START INPUT ROWS

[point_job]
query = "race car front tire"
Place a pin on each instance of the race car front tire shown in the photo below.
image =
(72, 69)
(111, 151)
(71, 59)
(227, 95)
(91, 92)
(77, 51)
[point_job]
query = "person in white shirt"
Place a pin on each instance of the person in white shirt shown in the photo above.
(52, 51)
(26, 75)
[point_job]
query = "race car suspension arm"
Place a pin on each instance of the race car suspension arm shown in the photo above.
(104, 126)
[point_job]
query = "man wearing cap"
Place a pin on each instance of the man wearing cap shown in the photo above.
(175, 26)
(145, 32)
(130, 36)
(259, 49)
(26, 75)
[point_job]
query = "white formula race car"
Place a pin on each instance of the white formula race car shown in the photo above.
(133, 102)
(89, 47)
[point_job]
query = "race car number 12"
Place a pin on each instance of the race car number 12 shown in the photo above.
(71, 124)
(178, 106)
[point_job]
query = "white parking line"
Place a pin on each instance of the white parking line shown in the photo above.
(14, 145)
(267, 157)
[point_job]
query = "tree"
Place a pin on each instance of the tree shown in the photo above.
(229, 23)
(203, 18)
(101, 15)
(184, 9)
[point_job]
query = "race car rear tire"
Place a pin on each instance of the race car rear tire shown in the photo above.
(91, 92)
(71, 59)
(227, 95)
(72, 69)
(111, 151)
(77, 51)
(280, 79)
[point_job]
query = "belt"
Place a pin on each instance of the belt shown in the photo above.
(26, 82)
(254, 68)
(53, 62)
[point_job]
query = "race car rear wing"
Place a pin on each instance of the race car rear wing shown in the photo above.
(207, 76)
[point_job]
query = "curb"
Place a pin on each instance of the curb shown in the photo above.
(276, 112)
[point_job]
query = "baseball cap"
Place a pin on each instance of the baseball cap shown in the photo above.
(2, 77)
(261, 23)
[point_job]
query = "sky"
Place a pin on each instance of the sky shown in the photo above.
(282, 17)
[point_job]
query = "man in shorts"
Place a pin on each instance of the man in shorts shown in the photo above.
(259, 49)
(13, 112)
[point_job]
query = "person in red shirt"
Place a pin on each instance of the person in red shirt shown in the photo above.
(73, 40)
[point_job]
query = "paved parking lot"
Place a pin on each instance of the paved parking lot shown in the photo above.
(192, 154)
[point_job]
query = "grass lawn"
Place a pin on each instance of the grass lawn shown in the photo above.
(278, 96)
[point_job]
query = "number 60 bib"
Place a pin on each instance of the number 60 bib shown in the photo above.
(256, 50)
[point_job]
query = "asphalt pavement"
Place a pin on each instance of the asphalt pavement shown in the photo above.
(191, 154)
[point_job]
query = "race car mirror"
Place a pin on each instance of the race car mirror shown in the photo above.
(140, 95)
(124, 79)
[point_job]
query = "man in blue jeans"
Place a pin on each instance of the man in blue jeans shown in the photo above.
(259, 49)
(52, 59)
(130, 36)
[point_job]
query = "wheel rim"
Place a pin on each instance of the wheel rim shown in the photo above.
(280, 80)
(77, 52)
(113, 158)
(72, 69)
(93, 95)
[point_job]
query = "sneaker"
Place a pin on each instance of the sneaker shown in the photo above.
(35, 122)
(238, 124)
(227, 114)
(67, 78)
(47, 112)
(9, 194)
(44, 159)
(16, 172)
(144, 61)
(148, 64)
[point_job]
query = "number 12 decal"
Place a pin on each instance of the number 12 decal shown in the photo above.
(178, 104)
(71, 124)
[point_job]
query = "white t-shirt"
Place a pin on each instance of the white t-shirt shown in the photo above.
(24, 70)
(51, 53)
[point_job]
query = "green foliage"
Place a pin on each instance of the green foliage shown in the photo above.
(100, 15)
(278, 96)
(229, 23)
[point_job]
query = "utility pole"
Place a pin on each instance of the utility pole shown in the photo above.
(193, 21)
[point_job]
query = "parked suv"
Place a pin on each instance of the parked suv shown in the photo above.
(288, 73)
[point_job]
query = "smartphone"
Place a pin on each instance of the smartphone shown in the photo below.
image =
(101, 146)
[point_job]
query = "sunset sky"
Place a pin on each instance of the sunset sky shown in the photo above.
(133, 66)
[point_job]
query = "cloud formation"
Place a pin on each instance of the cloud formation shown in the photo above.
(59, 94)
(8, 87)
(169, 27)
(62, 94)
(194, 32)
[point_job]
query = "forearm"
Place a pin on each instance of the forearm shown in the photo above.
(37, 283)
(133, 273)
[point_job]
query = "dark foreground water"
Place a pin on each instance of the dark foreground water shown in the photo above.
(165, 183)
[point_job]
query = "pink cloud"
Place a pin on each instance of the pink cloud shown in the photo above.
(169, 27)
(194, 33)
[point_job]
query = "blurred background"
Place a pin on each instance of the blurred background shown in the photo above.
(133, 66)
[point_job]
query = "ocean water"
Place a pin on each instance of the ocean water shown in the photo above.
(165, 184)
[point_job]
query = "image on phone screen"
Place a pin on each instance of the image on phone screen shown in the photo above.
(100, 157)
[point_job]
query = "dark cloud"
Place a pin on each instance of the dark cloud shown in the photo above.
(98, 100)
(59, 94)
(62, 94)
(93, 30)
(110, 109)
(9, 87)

END INPUT ROWS

■ PROBLEM REQUIREMENTS
Copy out every line from the pointing data above that contains the string "paved".

■ EXERCISE RESPONSE
query = "paved parking lot"
Place a pin on each instance of the paved parking lot shown in the photo above.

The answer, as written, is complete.